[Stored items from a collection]
▶

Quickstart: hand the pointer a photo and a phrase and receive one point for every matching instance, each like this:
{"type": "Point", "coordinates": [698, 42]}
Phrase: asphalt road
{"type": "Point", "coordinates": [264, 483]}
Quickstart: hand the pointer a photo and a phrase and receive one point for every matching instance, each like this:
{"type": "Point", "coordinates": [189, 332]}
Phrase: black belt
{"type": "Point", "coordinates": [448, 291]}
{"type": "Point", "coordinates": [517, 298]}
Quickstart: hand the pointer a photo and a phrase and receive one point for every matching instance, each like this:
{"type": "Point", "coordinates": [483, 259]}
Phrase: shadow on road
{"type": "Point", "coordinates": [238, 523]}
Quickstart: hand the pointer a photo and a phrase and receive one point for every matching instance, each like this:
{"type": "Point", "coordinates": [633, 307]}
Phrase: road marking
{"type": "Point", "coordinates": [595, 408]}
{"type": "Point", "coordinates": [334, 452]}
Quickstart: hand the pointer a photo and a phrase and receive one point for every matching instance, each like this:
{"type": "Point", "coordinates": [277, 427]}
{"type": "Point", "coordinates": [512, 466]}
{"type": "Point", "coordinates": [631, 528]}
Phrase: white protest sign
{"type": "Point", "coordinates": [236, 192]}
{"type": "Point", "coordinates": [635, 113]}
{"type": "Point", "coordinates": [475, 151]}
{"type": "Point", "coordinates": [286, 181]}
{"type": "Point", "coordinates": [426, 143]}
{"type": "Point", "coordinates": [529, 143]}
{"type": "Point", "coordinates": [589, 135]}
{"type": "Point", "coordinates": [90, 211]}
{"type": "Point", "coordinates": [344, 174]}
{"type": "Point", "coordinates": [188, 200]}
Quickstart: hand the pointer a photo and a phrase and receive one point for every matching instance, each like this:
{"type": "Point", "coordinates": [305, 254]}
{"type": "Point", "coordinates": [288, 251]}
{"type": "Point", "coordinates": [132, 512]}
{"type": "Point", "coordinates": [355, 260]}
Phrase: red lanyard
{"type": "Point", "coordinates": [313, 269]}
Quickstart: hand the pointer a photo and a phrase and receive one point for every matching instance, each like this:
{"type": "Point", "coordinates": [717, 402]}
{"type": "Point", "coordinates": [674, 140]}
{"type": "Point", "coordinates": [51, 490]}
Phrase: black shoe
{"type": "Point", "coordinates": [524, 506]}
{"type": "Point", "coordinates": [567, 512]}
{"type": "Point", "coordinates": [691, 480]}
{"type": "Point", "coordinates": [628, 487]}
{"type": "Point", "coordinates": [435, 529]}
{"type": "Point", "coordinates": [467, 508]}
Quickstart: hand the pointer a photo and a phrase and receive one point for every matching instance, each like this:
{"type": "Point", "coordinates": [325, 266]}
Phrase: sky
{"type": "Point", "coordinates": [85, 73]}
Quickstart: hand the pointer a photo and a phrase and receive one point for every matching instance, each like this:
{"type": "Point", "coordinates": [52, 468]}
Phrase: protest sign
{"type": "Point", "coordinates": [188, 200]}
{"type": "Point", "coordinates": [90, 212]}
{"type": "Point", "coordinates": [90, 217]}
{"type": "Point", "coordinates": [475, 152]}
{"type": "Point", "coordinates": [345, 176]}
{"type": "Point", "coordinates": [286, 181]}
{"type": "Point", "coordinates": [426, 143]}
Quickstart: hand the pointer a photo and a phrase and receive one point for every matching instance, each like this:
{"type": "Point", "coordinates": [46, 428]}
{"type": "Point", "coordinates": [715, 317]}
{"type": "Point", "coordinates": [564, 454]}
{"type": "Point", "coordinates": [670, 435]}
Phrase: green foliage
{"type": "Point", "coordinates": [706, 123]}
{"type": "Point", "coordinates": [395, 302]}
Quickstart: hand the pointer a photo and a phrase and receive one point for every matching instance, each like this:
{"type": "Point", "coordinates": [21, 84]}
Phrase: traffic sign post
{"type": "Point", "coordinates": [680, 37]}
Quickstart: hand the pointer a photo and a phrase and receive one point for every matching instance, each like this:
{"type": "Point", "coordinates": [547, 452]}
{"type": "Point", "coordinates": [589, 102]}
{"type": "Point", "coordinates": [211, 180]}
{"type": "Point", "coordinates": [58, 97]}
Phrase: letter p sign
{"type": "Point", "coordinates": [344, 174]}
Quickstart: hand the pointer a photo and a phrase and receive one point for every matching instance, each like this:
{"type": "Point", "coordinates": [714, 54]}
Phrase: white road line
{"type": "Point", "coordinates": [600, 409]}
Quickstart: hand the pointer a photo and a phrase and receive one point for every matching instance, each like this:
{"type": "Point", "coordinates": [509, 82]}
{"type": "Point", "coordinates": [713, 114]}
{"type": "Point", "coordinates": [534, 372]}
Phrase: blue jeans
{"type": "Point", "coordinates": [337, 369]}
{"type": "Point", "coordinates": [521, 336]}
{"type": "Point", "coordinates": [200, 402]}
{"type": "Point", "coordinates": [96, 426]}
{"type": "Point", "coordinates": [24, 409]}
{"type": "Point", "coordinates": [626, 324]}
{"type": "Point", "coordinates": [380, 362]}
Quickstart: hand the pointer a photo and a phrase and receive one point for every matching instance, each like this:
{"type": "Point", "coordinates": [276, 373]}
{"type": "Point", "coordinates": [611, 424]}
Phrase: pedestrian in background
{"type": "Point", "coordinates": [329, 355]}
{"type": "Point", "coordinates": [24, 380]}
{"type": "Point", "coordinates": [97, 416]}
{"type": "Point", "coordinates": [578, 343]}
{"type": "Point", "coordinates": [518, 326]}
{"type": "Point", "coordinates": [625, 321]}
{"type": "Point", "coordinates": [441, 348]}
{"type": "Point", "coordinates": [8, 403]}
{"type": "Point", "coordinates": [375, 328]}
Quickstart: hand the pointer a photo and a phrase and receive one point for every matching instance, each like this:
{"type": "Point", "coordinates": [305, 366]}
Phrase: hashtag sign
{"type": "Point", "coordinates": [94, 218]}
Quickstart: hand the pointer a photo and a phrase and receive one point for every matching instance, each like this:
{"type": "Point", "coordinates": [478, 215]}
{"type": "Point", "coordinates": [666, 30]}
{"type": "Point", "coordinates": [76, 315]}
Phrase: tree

◀

* TO DO
Pick out every line in the rows above that contains the word "sign", and copy each one.

* RIGHT ANSWER
Phrase: white protest sign
Phrase: protest sign
Phrase: traffic sign post
Phrase: letter p sign
Phrase: hashtag sign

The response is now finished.